Repeat verbatim the part of the items that opens with the line containing "Could you kindly segment every instance of the suit" and closes with the line containing "258L368 256L360 259L355", both lines included.
>> begin
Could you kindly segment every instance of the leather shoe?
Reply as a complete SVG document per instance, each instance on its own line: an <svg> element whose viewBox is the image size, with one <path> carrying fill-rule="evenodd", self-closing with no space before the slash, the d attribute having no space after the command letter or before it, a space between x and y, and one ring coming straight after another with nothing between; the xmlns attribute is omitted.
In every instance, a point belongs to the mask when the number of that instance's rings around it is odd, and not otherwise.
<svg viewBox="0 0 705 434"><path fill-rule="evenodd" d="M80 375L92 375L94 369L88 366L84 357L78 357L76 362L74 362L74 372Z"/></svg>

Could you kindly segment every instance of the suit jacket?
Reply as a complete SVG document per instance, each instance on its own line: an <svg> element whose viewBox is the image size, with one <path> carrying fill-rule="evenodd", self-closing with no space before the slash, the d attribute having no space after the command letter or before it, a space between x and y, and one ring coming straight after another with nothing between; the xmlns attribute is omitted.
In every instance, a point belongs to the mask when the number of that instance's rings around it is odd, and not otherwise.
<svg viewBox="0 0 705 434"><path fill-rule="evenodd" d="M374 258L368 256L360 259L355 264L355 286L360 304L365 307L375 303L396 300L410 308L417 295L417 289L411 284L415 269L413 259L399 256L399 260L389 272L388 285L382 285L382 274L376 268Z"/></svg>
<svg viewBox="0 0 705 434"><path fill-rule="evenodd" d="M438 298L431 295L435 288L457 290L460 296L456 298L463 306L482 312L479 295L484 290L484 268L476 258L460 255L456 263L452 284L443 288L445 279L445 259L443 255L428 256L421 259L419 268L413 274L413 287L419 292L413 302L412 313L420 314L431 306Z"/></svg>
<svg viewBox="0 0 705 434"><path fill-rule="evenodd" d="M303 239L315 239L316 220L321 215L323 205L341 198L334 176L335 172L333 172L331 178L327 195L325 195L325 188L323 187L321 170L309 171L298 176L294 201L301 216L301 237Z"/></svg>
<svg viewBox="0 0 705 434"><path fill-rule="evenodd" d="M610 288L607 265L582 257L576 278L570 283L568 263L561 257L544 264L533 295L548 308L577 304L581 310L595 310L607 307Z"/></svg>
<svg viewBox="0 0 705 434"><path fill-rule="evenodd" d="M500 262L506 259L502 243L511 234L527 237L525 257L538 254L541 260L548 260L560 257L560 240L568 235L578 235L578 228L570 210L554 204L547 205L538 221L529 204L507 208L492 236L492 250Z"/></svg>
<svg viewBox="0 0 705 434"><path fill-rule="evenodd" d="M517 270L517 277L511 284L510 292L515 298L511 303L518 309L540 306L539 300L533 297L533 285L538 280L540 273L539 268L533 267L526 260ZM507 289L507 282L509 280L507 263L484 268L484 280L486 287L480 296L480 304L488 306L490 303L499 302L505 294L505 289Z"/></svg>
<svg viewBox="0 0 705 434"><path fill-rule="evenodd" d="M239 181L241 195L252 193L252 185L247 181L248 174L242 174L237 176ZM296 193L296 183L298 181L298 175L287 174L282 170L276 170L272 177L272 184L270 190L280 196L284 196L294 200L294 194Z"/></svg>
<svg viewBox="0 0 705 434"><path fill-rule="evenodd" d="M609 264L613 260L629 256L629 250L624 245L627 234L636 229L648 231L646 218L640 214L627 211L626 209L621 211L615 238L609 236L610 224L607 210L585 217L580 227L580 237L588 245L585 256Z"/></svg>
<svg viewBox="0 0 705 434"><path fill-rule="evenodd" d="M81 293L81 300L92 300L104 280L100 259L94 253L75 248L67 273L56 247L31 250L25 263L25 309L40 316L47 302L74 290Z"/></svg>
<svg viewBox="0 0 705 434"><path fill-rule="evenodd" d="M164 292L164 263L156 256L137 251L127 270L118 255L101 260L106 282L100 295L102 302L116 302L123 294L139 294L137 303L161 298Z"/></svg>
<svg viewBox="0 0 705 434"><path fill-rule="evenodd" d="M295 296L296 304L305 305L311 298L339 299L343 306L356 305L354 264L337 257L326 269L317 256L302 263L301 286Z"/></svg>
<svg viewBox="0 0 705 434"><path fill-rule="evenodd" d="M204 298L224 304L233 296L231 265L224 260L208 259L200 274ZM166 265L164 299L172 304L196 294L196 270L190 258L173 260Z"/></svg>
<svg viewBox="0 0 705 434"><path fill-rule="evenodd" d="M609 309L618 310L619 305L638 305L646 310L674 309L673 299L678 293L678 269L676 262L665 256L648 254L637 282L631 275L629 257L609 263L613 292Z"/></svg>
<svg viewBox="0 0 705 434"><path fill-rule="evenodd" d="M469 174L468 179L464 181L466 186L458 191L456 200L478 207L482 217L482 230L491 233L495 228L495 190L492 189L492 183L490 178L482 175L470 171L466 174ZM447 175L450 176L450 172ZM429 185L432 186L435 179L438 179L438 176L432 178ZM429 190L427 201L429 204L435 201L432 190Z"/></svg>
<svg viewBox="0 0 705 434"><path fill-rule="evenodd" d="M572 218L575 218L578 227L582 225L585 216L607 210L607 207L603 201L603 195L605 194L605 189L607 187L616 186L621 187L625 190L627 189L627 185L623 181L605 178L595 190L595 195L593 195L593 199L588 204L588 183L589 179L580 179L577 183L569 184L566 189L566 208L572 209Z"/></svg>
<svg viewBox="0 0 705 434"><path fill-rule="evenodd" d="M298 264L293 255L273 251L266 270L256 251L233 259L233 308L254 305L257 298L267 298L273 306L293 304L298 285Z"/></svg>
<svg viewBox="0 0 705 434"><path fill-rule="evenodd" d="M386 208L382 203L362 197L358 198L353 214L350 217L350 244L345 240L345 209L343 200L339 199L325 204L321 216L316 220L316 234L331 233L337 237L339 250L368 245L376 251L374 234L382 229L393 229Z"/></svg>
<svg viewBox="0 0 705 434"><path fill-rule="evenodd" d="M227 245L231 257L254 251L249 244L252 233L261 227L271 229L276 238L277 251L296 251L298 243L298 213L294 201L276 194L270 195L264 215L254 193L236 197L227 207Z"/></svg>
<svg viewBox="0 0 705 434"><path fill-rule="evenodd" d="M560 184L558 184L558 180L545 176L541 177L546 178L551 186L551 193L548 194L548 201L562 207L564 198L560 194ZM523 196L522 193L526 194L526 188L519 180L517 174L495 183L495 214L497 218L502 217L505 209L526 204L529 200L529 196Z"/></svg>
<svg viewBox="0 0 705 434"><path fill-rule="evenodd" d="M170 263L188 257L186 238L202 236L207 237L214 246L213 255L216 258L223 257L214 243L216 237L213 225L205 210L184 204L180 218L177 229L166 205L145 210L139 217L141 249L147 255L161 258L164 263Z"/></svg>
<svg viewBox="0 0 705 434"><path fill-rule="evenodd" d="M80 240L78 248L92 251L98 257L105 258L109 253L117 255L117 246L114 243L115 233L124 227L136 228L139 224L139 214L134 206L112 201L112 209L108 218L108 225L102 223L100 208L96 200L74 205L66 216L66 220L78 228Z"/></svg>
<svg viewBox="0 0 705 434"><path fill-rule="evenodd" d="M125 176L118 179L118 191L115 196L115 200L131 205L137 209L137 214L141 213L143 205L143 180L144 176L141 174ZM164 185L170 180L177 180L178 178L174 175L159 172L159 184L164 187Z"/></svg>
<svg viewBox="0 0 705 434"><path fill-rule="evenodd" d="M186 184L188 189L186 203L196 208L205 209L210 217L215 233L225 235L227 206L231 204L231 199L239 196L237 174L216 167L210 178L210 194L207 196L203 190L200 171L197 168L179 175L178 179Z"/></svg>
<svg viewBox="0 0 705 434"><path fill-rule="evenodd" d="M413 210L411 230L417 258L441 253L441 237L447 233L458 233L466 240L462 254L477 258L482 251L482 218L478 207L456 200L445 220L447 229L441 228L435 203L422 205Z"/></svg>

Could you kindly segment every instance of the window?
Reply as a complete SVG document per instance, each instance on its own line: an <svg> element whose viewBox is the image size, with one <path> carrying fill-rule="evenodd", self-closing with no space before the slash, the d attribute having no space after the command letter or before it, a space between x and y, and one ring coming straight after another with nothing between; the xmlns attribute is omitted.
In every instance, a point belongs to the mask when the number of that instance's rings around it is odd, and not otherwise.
>> end
Exercise solution —
Could you kindly segment every instance of the suit jacket?
Reply as a complete SVG document per instance, each instance on its own line: an <svg> element whose viewBox is the image size, with one <path> carrying fill-rule="evenodd", self-closing with no space before the slash, the d attribute having no space after the command letter or before it, a space between x and y, and one ring coming straight after another with nothing between; the xmlns attribute is omitted.
In every instance, a point belongs to the mask when the number of that instance's rings around it is odd, and not otherwise.
<svg viewBox="0 0 705 434"><path fill-rule="evenodd" d="M374 258L368 256L360 259L355 264L355 286L360 304L365 307L375 303L396 300L410 308L417 295L417 289L411 284L415 269L413 259L399 256L399 260L389 272L388 285L382 285L382 274L376 268Z"/></svg>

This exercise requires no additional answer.